**LIST OF TASKS:**
A: Using the LPC-P2148 thread, answer each question in a line marked (i), (ii), (iii):
(i) Which older microcontroller does Kyer have experience with?
(ii) What does the example application in the downloadable package include?
(iii) What must a reader do to get the Insider's Guide?
B: Decide whether each statement agrees with the LPC-P2148 thread. For each, answer yes or no on a line marked (i), (ii), (iii), and quote the words from the thread that settle it.
(i) Kyer wants to write the data read from the interfaces to a SD-card.
(ii) The user manual recommended for the board comes from the manufacturer's site.
(iii) The Insider's Guide can be downloaded without registering.

=== SELECTED TEXT ===

Hello, I am desperately trying to get the two RS-232 interfaces on the LPC-P2148 running. My goal is to read data from either of the interfaces and write them to a SD-card (second problem). Can anyone provide any piece of sample code for that purpose? Many thanks in advance ..Kyer
Besides, is there any piece of documentation for the LPC-P2148 you recommend? I just can´t find any. I am so lost, I don´t even know what the buttons on the board are for and how to start/stop programs. Meh. I am a decent programmer and I have experiences with oldschool-microcontrollers (HC6805), I am just new to the ARM-world, so any help is much appreciated. Thanks
Kyer wrote: > Hello, > > I am desperately trying to get the two RS-232 interfaces on the > LPC-P2148 running. > > My goal is to read data from either of the interfaces and write them to > a SD-card (second problem). > > Can anyone provide any piece of sample code for that purpose? > > Many thanks in advance > ..Kyer See www.efsl.be and http://www.siwawi.arubi.uni-kl.de/avr_projects/arm_projects/efsl_arm/index.html Download the package from the link [T4]. An example-application is included (UART and SD/MMC-Card). Martin Thomas
Kyer wrote: > Besides, is there any piece of documentation for the LPC-P2148 you > recommend? I just can´t find any. Uh... you might try the manufacturers user manual, from the manufacturer's site (somehow that seems too obvious!?): http://www.nxp.com/acrobat/usermanuals/UM10139_1.pdf
Clifford Slocombe wrote: >(somehow that seems too obvious!?): For something perhaps a little less obvious and definitely very helpful in your situation try also "The Insider's Guide To The Philips ARM7-Based Microcontrollers: An Engineer's Introduction To The LPC2000 Series" available at http://www.hitex.co.uk/download.html (click the 'Insiders Guides' link). You need to register to get it, but it is worth it.

=== GIVEN DATA ===

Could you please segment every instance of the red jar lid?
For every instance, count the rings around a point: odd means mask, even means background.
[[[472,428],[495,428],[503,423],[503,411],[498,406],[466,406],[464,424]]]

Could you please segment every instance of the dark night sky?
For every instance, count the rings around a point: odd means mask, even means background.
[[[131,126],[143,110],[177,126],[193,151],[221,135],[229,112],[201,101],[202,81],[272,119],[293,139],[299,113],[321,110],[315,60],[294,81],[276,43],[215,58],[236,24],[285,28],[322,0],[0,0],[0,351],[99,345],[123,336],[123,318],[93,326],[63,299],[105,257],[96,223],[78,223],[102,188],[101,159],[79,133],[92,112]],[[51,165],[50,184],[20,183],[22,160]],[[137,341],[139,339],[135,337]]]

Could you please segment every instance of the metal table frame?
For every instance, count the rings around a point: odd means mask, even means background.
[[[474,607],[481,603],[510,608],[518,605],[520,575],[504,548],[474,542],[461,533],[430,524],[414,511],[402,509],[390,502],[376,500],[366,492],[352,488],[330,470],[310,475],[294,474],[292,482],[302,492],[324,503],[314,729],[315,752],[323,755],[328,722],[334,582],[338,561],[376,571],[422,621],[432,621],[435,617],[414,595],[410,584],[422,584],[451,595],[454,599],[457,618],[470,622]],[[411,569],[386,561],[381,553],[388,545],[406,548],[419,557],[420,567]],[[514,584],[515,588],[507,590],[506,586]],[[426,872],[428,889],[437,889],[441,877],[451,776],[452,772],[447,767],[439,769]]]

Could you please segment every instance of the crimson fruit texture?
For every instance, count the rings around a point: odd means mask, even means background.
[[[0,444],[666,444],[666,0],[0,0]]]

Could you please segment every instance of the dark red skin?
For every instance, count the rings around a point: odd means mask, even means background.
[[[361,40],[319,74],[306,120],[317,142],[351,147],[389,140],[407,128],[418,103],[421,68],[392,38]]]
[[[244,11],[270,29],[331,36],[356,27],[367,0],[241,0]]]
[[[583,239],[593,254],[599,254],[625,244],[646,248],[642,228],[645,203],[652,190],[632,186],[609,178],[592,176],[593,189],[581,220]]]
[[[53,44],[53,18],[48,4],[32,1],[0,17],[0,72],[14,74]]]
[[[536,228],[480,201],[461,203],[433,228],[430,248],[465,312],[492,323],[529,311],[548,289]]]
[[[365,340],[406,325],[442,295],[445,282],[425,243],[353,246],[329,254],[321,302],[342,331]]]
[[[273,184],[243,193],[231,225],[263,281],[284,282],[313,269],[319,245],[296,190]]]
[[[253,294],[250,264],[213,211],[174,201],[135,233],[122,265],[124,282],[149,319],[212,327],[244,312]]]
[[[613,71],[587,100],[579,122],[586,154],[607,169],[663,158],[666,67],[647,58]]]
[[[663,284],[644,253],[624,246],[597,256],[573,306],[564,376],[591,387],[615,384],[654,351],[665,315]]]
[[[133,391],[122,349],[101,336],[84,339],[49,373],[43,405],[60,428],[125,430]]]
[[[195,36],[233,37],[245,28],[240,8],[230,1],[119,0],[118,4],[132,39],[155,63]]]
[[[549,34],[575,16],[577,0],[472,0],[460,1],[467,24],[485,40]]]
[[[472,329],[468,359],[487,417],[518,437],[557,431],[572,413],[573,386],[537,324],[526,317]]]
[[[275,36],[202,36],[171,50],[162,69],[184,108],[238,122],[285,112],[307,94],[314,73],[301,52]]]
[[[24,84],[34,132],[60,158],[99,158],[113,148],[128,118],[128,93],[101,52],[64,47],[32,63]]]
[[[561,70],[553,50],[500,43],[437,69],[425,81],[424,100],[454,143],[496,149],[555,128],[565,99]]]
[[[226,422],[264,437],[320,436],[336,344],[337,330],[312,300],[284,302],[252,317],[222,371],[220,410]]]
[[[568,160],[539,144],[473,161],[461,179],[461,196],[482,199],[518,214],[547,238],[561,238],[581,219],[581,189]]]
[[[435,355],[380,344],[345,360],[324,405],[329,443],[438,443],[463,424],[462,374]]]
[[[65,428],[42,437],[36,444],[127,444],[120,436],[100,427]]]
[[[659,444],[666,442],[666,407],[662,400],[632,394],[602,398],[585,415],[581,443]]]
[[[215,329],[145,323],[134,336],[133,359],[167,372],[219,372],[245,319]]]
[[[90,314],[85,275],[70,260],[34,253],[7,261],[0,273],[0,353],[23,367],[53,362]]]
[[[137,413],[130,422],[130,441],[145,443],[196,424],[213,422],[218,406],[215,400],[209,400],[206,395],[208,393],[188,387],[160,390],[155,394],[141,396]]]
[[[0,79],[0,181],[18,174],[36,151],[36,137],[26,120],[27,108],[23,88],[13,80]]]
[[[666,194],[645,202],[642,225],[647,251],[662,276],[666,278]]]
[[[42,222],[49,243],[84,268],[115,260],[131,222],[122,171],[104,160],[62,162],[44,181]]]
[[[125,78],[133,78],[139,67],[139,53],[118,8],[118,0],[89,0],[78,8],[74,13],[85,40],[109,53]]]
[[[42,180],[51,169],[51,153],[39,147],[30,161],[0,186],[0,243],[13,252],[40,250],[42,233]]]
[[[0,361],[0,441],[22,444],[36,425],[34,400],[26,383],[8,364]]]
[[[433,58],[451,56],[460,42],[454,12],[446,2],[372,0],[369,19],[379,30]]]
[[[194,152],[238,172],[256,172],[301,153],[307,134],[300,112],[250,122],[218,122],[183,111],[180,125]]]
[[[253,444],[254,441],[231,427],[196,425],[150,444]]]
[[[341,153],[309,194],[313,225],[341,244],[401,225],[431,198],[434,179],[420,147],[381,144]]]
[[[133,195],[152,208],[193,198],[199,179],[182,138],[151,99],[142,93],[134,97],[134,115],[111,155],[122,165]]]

===

**ANSWERS PROVIDED:**
A:
(i) The HC6805.
(ii) UART and SD/MMC-Card.
(iii) Register.

B:
(i) Yes: "write them to a SD-card"
(ii) Yes: "you might try the manufacturers user manual, from the manufacturer's site"
(iii) No: "You need to register to get it"